◆ **Data items**
=== Begin Enclosure ===

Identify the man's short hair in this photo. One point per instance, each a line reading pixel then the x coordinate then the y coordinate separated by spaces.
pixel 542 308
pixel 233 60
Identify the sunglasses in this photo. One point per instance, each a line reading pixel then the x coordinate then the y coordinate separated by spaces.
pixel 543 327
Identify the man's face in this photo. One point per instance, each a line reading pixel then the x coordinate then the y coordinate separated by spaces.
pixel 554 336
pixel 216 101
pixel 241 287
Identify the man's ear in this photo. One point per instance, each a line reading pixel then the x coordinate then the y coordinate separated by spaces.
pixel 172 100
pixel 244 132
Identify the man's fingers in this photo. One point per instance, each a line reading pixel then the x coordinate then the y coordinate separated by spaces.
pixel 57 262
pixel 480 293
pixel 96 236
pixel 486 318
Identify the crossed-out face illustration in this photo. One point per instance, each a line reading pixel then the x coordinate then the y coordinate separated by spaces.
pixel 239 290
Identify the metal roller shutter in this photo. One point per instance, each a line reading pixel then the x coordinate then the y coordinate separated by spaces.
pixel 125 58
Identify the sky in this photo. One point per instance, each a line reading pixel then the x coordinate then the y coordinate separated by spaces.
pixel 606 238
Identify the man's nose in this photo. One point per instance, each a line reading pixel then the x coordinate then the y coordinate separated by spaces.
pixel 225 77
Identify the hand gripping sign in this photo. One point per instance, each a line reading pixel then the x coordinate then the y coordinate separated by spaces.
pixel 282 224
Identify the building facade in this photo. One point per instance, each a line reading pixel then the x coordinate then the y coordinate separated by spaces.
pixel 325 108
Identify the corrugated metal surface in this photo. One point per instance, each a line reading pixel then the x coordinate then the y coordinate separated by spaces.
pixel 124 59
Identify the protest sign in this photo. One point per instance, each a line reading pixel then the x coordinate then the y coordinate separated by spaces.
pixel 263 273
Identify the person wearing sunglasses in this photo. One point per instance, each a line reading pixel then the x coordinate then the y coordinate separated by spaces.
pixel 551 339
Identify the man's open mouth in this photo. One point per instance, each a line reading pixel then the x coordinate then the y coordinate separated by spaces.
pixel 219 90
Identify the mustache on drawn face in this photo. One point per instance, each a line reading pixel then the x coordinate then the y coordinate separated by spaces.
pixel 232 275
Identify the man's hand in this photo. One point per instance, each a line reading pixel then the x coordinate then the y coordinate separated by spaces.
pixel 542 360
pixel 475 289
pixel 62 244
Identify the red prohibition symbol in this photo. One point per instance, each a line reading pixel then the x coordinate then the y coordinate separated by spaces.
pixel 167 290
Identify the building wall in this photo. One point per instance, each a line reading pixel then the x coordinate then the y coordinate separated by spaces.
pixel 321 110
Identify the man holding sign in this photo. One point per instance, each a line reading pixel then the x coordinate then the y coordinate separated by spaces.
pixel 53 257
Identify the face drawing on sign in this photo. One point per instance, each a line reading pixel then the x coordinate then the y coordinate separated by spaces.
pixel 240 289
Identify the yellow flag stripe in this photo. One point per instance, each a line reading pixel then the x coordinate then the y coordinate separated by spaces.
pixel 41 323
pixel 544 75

=== End Enclosure ===

◆ **Task to carry out**
Each of the entries above needs to be given again exactly.

◆ **The answer**
Identify the man's short hair in this photo. One point per instance, each a line reading pixel then the x coordinate then the y coordinate separated by spaces.
pixel 542 308
pixel 233 60
Identify the sunglasses in this photo. One point per instance, each a line reading pixel then the x coordinate then the y coordinate separated by spaces.
pixel 543 327
Identify the man's face in this photo. One point per instance, each a line reading pixel then the x coordinate then the y coordinate separated by spaces.
pixel 554 336
pixel 216 101
pixel 241 287
Identify the man's ear in this photo. One point per instance, each a line reading pixel then the x coordinate then the y coordinate separated by spaces.
pixel 172 100
pixel 244 132
Identify the man's fingers in this photo. One point per instance, each a line reading pixel then the x coordinate then the y coordinate separated by spaces.
pixel 57 262
pixel 480 293
pixel 96 236
pixel 486 318
Identify the crossed-out face illustration in this photo. One point per instance, each a line reading pixel then the x coordinate then the y coordinate separated by spaces.
pixel 239 290
Identify the metal roller shutter in this photo. One point per instance, each a line reading pixel then the x coordinate then the y coordinate separated by spaces.
pixel 125 58
Identify the sky in this photo. One point per instance, each a line reading pixel then the x coordinate then the y coordinate separated by spaces.
pixel 606 238
Identify the man's nose in this photo. One point per instance, each a line reading pixel then the x coordinate then the y coordinate separated by spaces.
pixel 225 77
Identify the hand gripping sign in this photo. One point per instance, each a line reading pixel then the x coordinate then the y coordinate separated by spaces.
pixel 282 224
Identify the building facade in this photo. One point per instance, each a line reading pixel then the x coordinate then the y coordinate separated by spaces.
pixel 325 108
Identify the corrugated metal surface in this photo. One point per instance, each a line reading pixel then the x coordinate then the y coordinate separated by spaces.
pixel 124 59
Identify the protest sign in this photo. One point per instance, each a line reading pixel then the x coordinate then the y coordinate separated by spaces.
pixel 263 273
Identify the person wearing sunglasses in this photo. One point per instance, each a line reading pixel then the x coordinate then the y coordinate separated by spaces.
pixel 551 339
Identify the man's open mouth in this photo. One point per instance, each a line reading pixel then the x coordinate then the y coordinate separated by spaces.
pixel 219 90
Identify the mustache on drawn face in this photo. One point per instance, each a line reading pixel then the x coordinate then the y coordinate separated by spaces.
pixel 232 275
Identify the man's hand in this photo. One point per instance, each a line reading pixel then the x coordinate then the y coordinate separated by spaces.
pixel 542 360
pixel 475 289
pixel 62 244
Identify the red prohibition symbol in this photo. One point per instance, each a line reading pixel then the x coordinate then the y coordinate separated by spaces.
pixel 167 290
Identify the building wall in this photo. One point per instance, each a line reading pixel then the x coordinate then the y coordinate separated by spaces.
pixel 321 110
Identify the man holding sign in this photo. One point per instance, each a line reading pixel then the x coordinate then the y coordinate separated by spaces.
pixel 53 257
Identify the face drawing on sign in this photo. One point per instance, each a line reading pixel then the x coordinate then the y coordinate separated by spaces.
pixel 240 289
Identify the yellow flag stripe in this photo. One point per instance, each a line reading pixel then the x coordinate then the y coordinate separated by spaces.
pixel 41 323
pixel 544 75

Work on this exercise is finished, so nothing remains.